Rabu, 27 Mei 2009

Duet dari Mataraman

Oleh; M.J Latuconsina
Pada Jumad (15/5) tiga pekan lalu, bertempat di Gedung Sasana Budaya Ganesha Institut Teknologi Bandung (ITB), Partai Demokrat dan sejumlah partai koalisi (PKS, PAN, dan PKB), sukses mendeklarasikan duet pasangan Susilo Bambang Yudhoyono sebagai calon presiden (capres), dan Boediono sebagai calon wakil presiden (cawapres), dalam suatu acara yang meriah. Dibalik kemeriahan acara deklarasi tersebut, terdapat optimisme dari paket pasangan ini, untuk memenangi pilpres 2009.
Optimisme dari duet pasangan Susilo Bambang Yudhoyono-Boediono (SBY-Berbudi), cukup beralasan. Pasalnya berdasarkan hasil survey yang dilakukan lembaga-lembaga survey nasional, masih menempatkan paket pasangan ini, ditempat teratas pasangan yang memiliki tingkat electabilitas tinggi, mengungguli pasangan Jusuf Kalla-Wiranto (JK-Win) ,dan pasangan Megawati Sukarno Putri-Prabowo Subianto (Mega-Pro), dalam perhelatan pilpres 2009.
Duet SBY-Berbudi selain merupakan pasangan yang mewakili unsur militer-sipil, juga memiliki kesamaan latar-belakang tempat asal, dimana sama-sama berasal dari Jawa Timur. Meski memiliki kesamaan latar-belakang tempat asal, namun beda daerah kelahiran. Susilo Bambang Yudhoyono sendiri dilahirkan di Pacitan, sedangkan Boediono dilahirkan di Blitar. Kendati memiliki perbedaan daerah kelahiran, tapi Susilo Bambang Yudhoyono dan Boediono, sama-sama berasal dari dua daerah, yang memiliki subkultur yang sama.
Pasalnya, baik Pacitan dan Blitar sama-sama merupakan daerah, yang menerima banyak pengaruh Jawa Tengahan. Sehingga, dua daerah ini dikenal sebagai kawasan Mataraman. Dimana dulunya, merupakan daerah kekuasaan Kesultanan Mataram. Dua daerah ini-pun, dulunya terbagi mengikuti dua kawasan ; pertama Mataraman Kulon, yang merupakan bagian dari eks-Karesidenan Madiun (Madiun, Ngawi, Magetan, Ponorogo, Pacitan), dan kedua Mataraman Wetan, yang merupakan bagian dari eks-Karesidenan Kediri (Nganjuk, Trenggalek, Tulungagung, Kediri, Blitar).
########################################
SOAL LATIHAN 1 -
Kutip dari artikel tentang duet SBY-Boediono seluruh bagian mulai dari "Rabu, 27 Mei" ke bawah sampai "memenangi pilpres 2009.".
SOAL LATIHAN 2 -
Sebutkan semua daerah yang menurut artikel tentang duet SBY-Boediono termasuk eks-Karesidenan Madiun.
SOAL LATIHAN 3 -
Jawab pertanyaan berikut berdasarkan artikel tentang duet SBY-Boediono.
(a) Di gedung apa deklarasi pasangan tersebut berlangsung?
(b) Partai koalisi mana saja yang disebut bersama Partai Demokrat?
(c) Di mana Boediono dilahirkan?

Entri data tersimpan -
########################################
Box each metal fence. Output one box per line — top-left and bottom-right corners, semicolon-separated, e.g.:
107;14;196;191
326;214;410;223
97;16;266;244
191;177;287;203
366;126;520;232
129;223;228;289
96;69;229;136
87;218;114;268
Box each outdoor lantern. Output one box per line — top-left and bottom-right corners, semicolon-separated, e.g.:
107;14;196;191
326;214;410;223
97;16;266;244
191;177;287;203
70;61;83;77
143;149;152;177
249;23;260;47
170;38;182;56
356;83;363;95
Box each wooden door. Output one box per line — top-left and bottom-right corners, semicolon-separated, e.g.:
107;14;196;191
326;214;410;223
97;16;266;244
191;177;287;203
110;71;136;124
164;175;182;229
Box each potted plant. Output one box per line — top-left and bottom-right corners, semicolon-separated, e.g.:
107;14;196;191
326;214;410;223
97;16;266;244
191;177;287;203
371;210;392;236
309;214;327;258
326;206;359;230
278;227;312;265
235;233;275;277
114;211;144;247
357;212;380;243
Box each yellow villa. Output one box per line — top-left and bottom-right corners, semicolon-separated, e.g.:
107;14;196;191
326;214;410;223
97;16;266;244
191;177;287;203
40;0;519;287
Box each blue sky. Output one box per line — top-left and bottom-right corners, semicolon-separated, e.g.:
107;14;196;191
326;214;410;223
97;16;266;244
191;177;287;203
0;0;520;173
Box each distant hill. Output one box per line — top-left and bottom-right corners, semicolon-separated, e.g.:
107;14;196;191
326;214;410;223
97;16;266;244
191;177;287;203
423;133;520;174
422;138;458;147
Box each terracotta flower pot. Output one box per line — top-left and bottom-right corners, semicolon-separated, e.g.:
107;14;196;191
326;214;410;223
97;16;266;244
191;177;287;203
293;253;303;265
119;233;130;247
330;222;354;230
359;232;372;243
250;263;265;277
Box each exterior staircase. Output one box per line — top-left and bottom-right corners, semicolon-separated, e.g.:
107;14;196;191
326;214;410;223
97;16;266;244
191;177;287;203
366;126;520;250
########################################
JAWABAN BENAR 1 -
Rabu, 27 Mei 2009

Duet dari Mataraman

Oleh; M.J Latuconsina
Pada Jumad (15/5) tiga pekan lalu, bertempat di Gedung Sasana Budaya Ganesha Institut Teknologi Bandung (ITB), Partai Demokrat dan sejumlah partai koalisi (PKS, PAN, dan PKB), sukses mendeklarasikan duet pasangan Susilo Bambang Yudhoyono sebagai calon presiden (capres), dan Boediono sebagai calon wakil presiden (cawapres), dalam suatu acara yang meriah. Dibalik kemeriahan acara deklarasi tersebut, terdapat optimisme dari paket pasangan ini, untuk memenangi pilpres 2009.

JAWABAN BENAR 2 -
Madiun, Ngawi, Magetan, Ponorogo, Pacitan

JAWABAN BENAR 3 -
(a) Gedung Sasana Budaya Ganesha Institut Teknologi Bandung (ITB)
(b) PKS, PAN, dan PKB
(c) Blitar